* [Belge alıntısı]

Onur Nevşehir (Müzisyen): Ben onunla bir röportaj yapmayı teklif ettim, müzik hakkında. O da “Bir mecran var mı bunu yayımlayacak?” dedi. “Yok,” dedim, “belki sizin orada yayımlarız.”

Deniz Ekim Tilif (Kıyı Müzik): Ben de dedim ki, “Belki sonrasında bizde yazar olursun.”

Onur: Bugün buraya gelirken otobüs kullandım. İstanbul’un yeşilliklerinde yaşayan insanlar var, biliyor musun? Parklarda, kendi kendine konuşup, yeşillikte yatan uyuyan… Onlardan birini görünce şunu düşündüm: “Belki de bu insan kendi kendine konuşuyor, tam olarak ne yaptığını bilmiyor, belki bir işi gücü, evi yok; ama belki de en akıllı, kafası en rahat insanlardan biri odur. Çünkü etrafındaki hiçbir kuralı kabul etmemiş büyük ihtimalle ve bir çeşit özgürlük alanı yaratmış kendisine.

* [Malzeme]
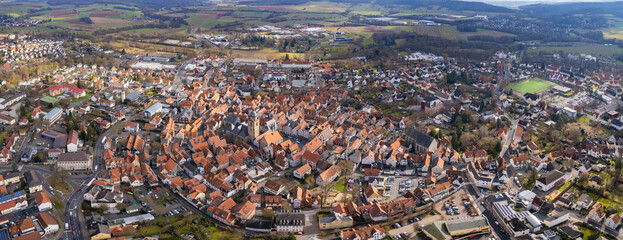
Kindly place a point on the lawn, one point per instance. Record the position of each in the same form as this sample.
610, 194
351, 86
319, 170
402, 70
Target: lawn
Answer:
532, 86
340, 185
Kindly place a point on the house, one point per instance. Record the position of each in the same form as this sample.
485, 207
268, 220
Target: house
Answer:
328, 175
72, 141
273, 201
75, 161
26, 225
131, 127
583, 202
33, 182
290, 223
273, 187
613, 221
244, 211
371, 193
369, 232
422, 142
43, 201
47, 222
335, 221
550, 180
596, 214
302, 171
100, 232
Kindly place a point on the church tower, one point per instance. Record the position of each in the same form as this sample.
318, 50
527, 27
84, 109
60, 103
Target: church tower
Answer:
254, 125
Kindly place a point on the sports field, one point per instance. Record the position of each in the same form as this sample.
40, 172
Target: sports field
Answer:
532, 86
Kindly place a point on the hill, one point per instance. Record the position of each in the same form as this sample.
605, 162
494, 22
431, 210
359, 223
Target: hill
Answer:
585, 8
447, 4
155, 4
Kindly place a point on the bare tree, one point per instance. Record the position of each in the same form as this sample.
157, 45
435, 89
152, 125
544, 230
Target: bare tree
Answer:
60, 172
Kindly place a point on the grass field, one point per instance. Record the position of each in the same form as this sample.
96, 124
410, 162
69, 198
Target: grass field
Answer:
532, 86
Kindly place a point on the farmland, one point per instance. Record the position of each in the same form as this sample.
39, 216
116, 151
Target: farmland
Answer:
532, 86
448, 31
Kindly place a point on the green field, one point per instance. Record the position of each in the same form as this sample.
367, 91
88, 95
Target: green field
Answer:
532, 86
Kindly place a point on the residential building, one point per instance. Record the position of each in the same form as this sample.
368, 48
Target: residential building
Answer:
290, 223
335, 221
33, 182
75, 161
550, 180
47, 222
51, 117
369, 232
43, 201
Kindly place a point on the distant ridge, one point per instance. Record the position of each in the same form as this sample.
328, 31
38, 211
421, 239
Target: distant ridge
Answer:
449, 4
614, 8
138, 3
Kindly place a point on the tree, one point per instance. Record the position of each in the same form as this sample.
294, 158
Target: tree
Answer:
583, 177
60, 172
498, 147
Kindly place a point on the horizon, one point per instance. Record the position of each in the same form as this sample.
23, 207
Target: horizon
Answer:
518, 3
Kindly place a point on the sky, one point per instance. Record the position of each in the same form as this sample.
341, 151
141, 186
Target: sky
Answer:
514, 3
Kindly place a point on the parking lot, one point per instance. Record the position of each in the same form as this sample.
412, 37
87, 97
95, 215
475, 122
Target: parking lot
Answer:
155, 200
396, 186
457, 205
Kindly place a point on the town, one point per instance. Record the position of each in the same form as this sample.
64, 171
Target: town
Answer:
357, 129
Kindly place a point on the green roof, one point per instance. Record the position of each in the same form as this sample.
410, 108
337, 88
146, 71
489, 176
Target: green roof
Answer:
50, 100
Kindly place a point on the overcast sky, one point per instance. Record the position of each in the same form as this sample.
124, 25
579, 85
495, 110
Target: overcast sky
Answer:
524, 2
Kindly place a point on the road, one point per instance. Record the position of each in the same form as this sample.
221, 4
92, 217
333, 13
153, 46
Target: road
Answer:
73, 210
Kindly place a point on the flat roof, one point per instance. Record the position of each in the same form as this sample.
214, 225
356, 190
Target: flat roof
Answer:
52, 113
52, 134
462, 224
436, 231
48, 99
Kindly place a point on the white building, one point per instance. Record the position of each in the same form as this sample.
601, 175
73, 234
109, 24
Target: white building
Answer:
290, 223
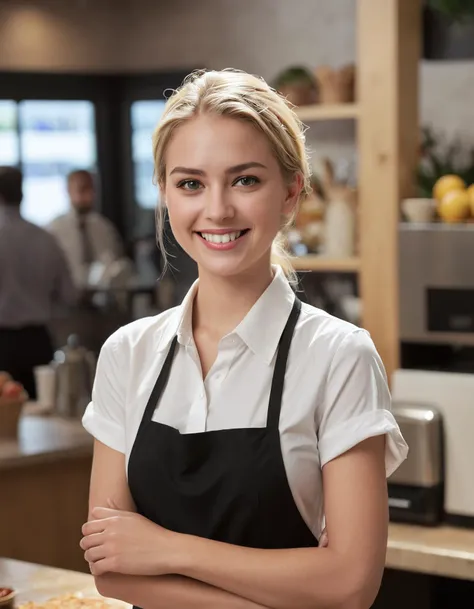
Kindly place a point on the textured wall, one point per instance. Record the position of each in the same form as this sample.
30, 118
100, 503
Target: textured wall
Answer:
261, 36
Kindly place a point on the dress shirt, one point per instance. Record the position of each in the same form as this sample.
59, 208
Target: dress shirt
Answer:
34, 276
335, 393
102, 239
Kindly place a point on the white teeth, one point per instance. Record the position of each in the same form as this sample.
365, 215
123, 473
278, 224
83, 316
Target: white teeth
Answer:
225, 238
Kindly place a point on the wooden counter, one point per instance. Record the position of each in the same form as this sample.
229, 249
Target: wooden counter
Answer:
36, 583
44, 477
445, 551
44, 439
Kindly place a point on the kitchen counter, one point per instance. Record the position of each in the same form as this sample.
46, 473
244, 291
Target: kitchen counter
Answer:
445, 551
44, 476
37, 583
44, 438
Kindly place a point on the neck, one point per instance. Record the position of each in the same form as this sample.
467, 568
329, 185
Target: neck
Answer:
222, 302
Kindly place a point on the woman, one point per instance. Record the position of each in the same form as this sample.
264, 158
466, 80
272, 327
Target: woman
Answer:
221, 424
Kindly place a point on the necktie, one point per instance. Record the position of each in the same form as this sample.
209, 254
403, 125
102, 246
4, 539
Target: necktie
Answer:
86, 245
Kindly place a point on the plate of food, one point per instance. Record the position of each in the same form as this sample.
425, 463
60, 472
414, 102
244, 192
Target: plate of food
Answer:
75, 601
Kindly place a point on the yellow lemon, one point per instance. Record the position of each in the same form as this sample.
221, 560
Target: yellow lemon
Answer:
446, 184
470, 191
455, 206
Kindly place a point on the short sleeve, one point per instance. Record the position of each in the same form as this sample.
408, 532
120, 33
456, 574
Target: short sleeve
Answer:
104, 417
357, 403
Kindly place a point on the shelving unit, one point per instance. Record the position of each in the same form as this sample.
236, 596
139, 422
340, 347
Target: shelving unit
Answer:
320, 112
321, 264
388, 53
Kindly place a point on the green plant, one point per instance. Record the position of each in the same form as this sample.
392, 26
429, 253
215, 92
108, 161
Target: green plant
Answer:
439, 158
458, 10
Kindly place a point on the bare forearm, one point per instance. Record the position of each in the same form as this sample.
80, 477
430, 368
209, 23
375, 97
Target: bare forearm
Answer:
168, 591
281, 579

* [Beklenen iş]
Metinde geçen “Bugün buraya gelirken otobüs kullandım.” cümlesini İngilizceye çevirin. Yalnızca metindeki bilgilere dayanın.

* [Yazılı çözüm]
I took the bus on my way here today.